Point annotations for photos
───

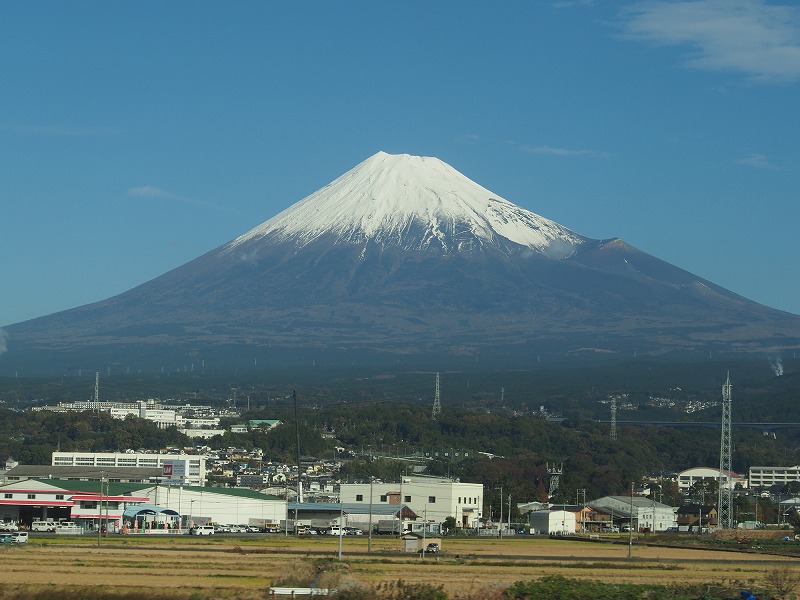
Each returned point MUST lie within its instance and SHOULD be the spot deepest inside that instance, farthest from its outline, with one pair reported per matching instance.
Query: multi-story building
(689, 477)
(432, 499)
(190, 468)
(764, 477)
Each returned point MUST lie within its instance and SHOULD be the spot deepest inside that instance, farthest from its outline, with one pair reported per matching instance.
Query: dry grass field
(189, 567)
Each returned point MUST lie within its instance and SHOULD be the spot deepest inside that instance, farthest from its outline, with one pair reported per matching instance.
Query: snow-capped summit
(416, 203)
(405, 256)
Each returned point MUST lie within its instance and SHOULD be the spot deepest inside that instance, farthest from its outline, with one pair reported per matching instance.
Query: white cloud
(149, 191)
(758, 161)
(468, 138)
(753, 37)
(58, 130)
(564, 152)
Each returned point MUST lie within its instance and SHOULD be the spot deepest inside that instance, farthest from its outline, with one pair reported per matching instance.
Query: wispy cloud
(567, 152)
(468, 138)
(752, 37)
(758, 161)
(149, 191)
(559, 4)
(58, 130)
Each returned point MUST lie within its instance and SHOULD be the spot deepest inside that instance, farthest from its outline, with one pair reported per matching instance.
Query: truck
(389, 527)
(68, 528)
(43, 526)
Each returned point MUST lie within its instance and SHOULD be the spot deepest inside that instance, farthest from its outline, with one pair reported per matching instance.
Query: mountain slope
(404, 255)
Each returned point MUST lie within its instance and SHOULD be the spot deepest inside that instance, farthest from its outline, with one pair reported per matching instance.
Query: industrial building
(187, 469)
(432, 498)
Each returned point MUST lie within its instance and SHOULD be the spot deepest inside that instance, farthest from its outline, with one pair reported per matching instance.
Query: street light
(501, 511)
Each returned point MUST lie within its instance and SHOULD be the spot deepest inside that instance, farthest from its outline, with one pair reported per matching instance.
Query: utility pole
(437, 403)
(613, 417)
(630, 527)
(501, 512)
(299, 496)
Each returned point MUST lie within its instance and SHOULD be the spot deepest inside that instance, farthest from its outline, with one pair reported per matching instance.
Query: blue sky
(136, 136)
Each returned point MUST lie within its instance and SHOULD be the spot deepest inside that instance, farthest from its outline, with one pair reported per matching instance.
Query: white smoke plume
(777, 366)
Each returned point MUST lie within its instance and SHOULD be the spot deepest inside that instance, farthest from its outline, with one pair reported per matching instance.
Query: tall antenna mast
(554, 472)
(96, 406)
(613, 417)
(724, 508)
(437, 404)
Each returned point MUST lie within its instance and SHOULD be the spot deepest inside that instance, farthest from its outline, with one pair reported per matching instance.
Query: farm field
(189, 567)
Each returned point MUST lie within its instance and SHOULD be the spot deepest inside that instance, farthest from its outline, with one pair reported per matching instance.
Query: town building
(141, 475)
(636, 512)
(764, 477)
(90, 504)
(689, 477)
(434, 499)
(552, 522)
(188, 469)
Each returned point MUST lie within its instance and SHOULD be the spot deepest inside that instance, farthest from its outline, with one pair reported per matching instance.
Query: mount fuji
(405, 256)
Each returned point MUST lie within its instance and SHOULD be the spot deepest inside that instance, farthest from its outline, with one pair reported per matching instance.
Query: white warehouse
(431, 498)
(192, 466)
(558, 522)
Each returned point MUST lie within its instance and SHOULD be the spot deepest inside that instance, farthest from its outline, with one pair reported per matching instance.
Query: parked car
(202, 530)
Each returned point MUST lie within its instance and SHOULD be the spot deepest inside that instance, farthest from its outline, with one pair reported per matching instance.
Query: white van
(202, 530)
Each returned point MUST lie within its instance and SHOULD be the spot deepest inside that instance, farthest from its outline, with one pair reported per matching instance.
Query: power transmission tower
(96, 406)
(724, 508)
(437, 404)
(554, 472)
(614, 417)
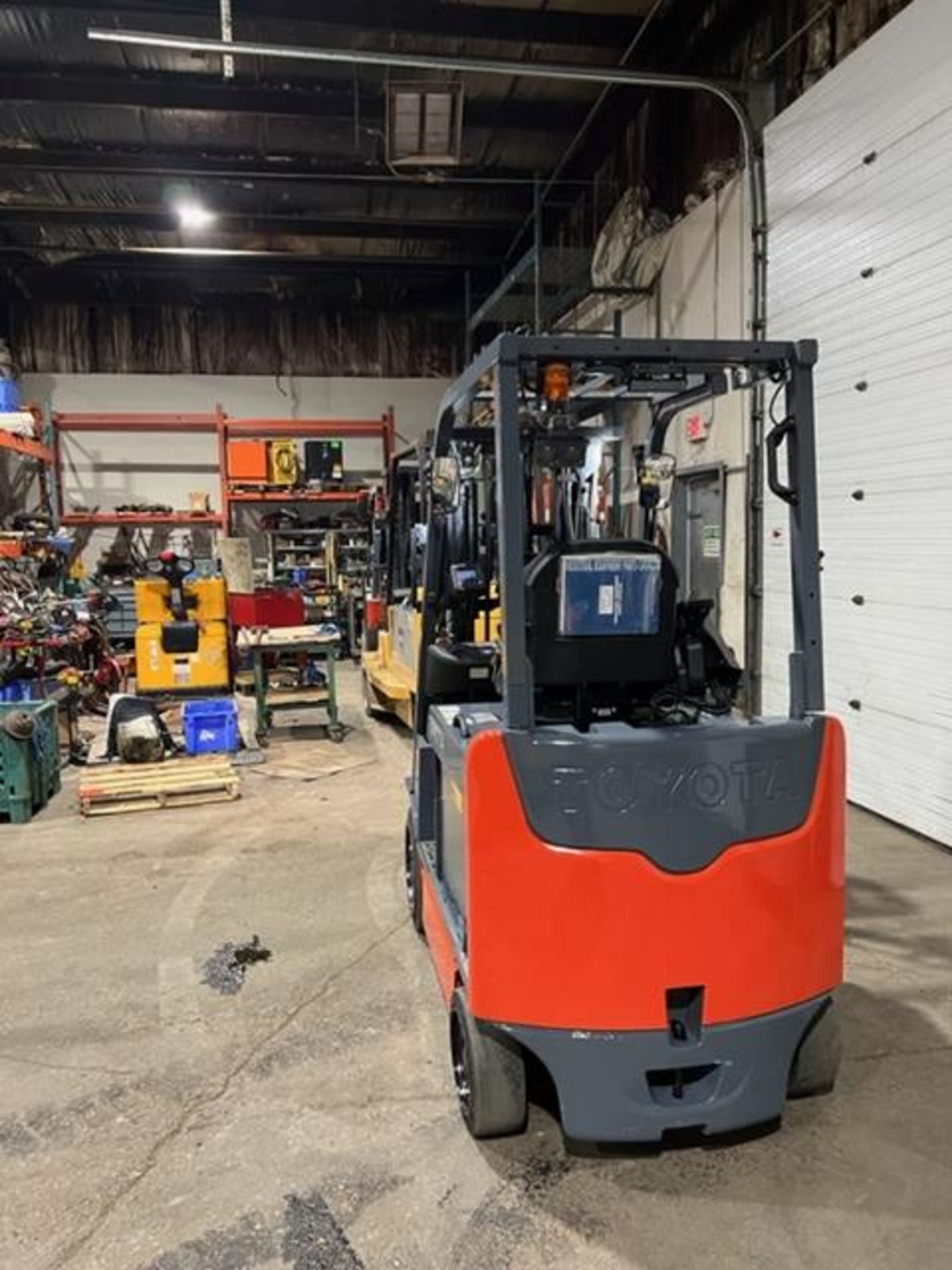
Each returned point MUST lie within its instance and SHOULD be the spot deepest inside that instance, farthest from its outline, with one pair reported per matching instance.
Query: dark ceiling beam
(276, 265)
(194, 164)
(496, 22)
(161, 219)
(173, 92)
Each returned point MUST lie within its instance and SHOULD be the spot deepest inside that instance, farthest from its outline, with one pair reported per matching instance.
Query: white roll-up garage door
(859, 181)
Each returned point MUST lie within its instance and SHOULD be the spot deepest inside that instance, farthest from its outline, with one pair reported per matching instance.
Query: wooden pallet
(151, 786)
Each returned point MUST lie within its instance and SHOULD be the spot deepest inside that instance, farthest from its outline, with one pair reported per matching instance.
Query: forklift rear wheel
(412, 876)
(489, 1075)
(816, 1062)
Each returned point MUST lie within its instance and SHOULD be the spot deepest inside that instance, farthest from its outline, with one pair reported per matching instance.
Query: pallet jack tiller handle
(776, 437)
(175, 570)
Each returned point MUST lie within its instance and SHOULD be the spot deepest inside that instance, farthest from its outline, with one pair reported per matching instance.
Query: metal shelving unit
(231, 429)
(33, 448)
(223, 429)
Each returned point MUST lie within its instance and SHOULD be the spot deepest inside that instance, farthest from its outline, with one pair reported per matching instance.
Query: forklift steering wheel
(158, 567)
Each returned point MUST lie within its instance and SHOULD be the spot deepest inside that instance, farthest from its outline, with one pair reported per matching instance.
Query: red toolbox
(270, 606)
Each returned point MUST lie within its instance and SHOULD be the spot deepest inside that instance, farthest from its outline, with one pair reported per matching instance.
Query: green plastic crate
(30, 770)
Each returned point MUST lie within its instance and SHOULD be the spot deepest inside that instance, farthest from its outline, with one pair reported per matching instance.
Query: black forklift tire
(413, 880)
(816, 1062)
(489, 1076)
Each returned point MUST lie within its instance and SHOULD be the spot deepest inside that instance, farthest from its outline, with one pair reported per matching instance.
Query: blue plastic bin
(211, 726)
(9, 396)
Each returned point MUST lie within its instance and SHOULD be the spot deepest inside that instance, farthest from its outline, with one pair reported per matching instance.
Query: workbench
(262, 643)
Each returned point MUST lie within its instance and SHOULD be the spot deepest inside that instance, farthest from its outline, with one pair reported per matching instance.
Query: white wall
(699, 276)
(859, 185)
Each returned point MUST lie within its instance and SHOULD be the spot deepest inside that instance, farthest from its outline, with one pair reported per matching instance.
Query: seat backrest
(602, 611)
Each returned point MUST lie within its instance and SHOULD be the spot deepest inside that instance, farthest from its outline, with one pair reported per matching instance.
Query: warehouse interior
(475, 705)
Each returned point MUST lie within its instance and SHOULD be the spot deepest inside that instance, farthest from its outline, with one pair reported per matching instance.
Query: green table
(262, 643)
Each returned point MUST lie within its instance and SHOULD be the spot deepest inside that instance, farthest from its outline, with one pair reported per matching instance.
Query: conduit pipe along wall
(753, 159)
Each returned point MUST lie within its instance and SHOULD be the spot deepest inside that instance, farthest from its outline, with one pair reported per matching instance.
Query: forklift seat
(460, 672)
(610, 621)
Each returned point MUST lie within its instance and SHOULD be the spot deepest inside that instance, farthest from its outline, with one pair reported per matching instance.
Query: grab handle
(786, 431)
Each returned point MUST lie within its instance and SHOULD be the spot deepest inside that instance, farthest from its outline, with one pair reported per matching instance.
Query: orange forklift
(619, 875)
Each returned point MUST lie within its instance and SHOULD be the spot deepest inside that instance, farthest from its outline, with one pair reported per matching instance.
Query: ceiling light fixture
(193, 216)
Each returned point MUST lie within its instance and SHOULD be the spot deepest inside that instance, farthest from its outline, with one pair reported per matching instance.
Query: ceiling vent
(424, 124)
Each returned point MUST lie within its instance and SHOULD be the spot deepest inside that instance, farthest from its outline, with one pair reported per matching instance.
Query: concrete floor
(149, 1123)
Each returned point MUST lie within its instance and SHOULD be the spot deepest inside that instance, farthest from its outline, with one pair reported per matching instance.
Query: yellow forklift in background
(182, 635)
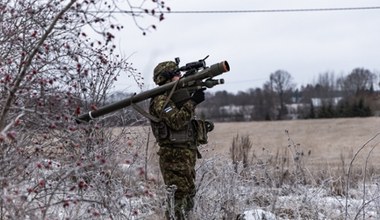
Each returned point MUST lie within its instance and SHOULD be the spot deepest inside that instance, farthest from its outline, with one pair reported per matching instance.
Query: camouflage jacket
(175, 118)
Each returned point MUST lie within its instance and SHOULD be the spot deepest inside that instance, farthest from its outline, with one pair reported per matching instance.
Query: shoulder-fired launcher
(195, 80)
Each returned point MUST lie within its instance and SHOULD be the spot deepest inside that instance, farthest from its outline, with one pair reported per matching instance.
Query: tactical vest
(194, 132)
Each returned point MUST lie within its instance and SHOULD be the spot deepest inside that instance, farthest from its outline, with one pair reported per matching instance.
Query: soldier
(176, 134)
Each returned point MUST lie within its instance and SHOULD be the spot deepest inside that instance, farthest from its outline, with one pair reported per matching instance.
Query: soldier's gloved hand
(209, 126)
(198, 96)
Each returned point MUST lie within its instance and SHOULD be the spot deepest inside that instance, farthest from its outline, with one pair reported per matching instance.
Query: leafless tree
(359, 80)
(57, 58)
(281, 82)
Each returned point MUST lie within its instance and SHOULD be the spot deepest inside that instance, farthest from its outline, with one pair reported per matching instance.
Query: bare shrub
(240, 150)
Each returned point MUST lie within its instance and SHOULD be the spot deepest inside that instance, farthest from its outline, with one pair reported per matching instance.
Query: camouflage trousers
(177, 166)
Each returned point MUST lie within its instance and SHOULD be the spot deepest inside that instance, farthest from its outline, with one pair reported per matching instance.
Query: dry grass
(328, 141)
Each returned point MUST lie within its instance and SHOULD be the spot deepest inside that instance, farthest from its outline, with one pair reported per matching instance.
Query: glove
(209, 126)
(198, 96)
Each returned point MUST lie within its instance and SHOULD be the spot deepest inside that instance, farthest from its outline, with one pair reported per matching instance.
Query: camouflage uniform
(177, 160)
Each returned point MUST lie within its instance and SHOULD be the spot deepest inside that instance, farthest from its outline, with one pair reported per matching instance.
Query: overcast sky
(255, 45)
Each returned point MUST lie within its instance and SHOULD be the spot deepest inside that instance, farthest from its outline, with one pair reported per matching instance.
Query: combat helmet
(162, 72)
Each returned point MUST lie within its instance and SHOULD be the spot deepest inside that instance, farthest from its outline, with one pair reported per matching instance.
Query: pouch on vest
(200, 131)
(182, 136)
(160, 130)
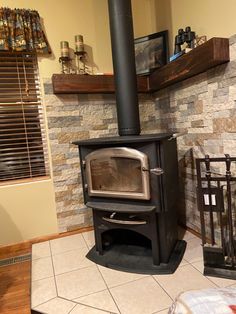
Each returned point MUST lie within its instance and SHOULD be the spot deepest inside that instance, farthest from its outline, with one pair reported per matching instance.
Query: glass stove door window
(117, 174)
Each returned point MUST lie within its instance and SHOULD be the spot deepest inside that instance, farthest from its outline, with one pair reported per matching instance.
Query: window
(23, 149)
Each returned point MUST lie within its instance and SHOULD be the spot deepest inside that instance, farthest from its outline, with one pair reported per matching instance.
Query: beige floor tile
(101, 300)
(42, 291)
(80, 283)
(67, 244)
(89, 238)
(183, 262)
(143, 296)
(193, 251)
(56, 306)
(220, 282)
(185, 278)
(166, 311)
(71, 260)
(115, 278)
(183, 234)
(42, 268)
(81, 309)
(40, 250)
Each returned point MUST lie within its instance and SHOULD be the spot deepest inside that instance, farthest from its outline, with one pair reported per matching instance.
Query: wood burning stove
(131, 183)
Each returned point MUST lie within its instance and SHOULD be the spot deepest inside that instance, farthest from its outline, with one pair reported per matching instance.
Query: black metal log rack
(216, 194)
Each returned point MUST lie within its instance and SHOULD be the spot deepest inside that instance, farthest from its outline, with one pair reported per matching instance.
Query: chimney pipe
(122, 41)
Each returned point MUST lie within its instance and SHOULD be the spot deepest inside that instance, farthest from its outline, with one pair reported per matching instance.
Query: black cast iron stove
(131, 181)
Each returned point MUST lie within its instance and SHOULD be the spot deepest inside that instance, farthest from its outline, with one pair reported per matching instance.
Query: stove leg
(98, 241)
(155, 252)
(154, 239)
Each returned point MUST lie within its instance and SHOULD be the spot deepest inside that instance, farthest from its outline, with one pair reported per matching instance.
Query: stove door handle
(125, 222)
(157, 171)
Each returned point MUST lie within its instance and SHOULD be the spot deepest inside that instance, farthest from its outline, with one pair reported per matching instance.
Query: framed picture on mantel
(151, 52)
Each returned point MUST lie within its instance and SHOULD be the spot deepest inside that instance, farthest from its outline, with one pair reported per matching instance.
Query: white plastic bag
(207, 301)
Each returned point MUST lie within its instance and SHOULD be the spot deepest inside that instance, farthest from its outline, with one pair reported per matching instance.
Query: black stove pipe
(122, 41)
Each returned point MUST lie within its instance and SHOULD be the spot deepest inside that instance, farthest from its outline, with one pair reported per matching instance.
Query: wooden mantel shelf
(89, 84)
(212, 53)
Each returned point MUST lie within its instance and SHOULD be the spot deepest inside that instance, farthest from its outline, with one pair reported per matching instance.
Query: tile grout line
(35, 307)
(162, 287)
(167, 308)
(53, 269)
(205, 276)
(109, 290)
(121, 284)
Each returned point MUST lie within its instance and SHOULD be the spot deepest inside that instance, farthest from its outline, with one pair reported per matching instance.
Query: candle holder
(81, 57)
(65, 64)
(65, 59)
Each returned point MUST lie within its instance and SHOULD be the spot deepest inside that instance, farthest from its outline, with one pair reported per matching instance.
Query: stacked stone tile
(204, 106)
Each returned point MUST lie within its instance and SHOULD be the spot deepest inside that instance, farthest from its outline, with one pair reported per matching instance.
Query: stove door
(119, 172)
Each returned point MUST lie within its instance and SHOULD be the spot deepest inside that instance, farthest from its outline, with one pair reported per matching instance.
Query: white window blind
(23, 147)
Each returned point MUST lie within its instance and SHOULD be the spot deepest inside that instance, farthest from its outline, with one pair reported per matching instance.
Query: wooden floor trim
(24, 247)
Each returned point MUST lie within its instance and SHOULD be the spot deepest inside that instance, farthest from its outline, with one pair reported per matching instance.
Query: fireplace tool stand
(218, 215)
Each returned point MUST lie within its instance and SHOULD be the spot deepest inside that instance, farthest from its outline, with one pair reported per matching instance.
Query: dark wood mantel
(212, 53)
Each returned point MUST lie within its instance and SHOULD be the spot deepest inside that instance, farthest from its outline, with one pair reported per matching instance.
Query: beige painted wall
(213, 18)
(28, 210)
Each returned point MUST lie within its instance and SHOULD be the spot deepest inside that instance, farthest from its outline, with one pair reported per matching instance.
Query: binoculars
(184, 36)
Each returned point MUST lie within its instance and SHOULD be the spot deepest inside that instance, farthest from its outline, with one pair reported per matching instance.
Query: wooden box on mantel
(210, 54)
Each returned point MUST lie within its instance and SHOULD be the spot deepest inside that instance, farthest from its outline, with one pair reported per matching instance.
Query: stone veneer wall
(205, 106)
(74, 117)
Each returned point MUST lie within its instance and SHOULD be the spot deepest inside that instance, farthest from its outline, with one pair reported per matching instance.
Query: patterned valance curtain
(21, 30)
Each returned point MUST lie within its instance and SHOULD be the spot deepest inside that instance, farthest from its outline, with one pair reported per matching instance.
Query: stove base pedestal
(136, 259)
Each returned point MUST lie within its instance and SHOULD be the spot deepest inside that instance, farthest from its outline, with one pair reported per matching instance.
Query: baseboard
(24, 247)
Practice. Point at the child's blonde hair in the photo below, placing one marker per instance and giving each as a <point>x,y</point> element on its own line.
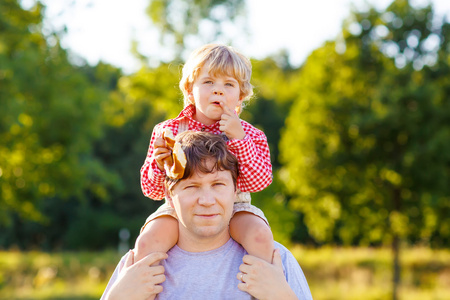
<point>223,61</point>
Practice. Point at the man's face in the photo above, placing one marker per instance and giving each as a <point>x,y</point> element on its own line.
<point>204,204</point>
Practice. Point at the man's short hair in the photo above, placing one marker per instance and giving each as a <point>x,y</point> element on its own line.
<point>200,149</point>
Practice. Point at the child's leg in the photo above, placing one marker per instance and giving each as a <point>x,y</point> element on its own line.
<point>253,234</point>
<point>159,235</point>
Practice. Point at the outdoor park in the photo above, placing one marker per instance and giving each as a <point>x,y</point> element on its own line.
<point>358,134</point>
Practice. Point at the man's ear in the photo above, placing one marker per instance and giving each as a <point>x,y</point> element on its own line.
<point>168,196</point>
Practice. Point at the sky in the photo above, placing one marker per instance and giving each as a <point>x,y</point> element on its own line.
<point>103,29</point>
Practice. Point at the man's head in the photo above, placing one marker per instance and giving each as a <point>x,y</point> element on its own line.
<point>200,149</point>
<point>203,199</point>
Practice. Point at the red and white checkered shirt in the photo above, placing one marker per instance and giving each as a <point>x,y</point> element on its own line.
<point>252,152</point>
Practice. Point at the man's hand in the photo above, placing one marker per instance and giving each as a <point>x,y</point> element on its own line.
<point>140,280</point>
<point>161,152</point>
<point>263,280</point>
<point>230,123</point>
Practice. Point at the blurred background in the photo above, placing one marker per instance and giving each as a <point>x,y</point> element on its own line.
<point>353,96</point>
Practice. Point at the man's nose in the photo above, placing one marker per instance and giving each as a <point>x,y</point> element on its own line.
<point>206,198</point>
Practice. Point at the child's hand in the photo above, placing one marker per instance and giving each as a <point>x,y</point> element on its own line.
<point>161,152</point>
<point>230,123</point>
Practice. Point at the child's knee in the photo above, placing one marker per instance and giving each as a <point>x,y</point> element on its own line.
<point>263,235</point>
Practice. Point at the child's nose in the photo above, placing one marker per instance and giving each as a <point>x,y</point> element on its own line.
<point>206,198</point>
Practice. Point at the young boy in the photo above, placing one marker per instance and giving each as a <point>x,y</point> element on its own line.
<point>215,83</point>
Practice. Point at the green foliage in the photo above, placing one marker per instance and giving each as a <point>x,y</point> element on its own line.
<point>181,21</point>
<point>365,148</point>
<point>49,118</point>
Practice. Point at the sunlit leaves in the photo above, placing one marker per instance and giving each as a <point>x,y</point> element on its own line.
<point>371,134</point>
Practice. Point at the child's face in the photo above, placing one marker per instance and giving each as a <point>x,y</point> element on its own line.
<point>208,92</point>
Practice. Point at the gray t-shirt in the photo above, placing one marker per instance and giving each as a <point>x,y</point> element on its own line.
<point>212,274</point>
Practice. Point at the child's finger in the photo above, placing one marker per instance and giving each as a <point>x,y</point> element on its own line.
<point>159,142</point>
<point>226,109</point>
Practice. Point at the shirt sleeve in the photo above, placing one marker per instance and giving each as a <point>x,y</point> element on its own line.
<point>152,179</point>
<point>253,154</point>
<point>294,274</point>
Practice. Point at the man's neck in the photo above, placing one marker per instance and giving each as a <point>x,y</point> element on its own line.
<point>202,244</point>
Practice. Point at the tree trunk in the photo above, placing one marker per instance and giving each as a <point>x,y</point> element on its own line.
<point>395,267</point>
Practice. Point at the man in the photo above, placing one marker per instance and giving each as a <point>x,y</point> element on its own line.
<point>206,263</point>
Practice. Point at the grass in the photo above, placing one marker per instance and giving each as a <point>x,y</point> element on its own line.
<point>332,273</point>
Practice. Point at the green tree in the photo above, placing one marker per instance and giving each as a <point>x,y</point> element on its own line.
<point>201,21</point>
<point>50,116</point>
<point>365,149</point>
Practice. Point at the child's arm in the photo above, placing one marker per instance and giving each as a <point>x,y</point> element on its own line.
<point>250,147</point>
<point>253,154</point>
<point>152,177</point>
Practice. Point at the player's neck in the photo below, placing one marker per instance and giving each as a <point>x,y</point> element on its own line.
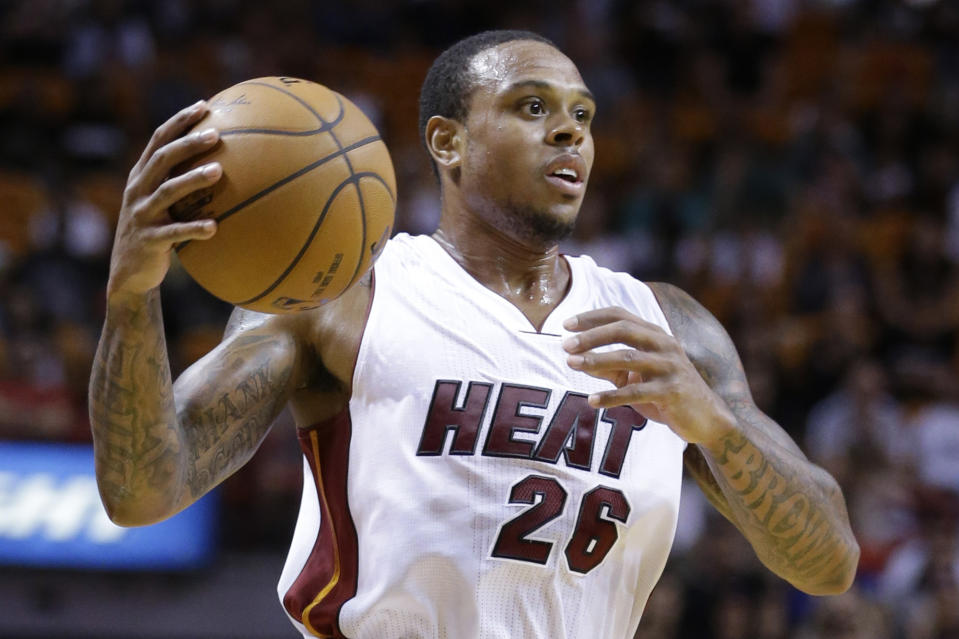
<point>535,279</point>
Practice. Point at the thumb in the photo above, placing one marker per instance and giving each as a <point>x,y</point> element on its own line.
<point>183,231</point>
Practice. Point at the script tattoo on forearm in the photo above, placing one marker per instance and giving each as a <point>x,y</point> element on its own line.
<point>791,511</point>
<point>136,444</point>
<point>785,507</point>
<point>228,419</point>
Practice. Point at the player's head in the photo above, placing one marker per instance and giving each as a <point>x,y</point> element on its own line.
<point>505,117</point>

───

• _Problem_:
Quote the entries verbatim, starting with the line containing "Practice. Point at the man's neck" and going on through the line containing "<point>202,244</point>".

• _Solution for this problem_:
Practice. Point at the man's neck in the photo above, placing one marker per instance and giving each as a <point>x,y</point> element on its own line.
<point>202,244</point>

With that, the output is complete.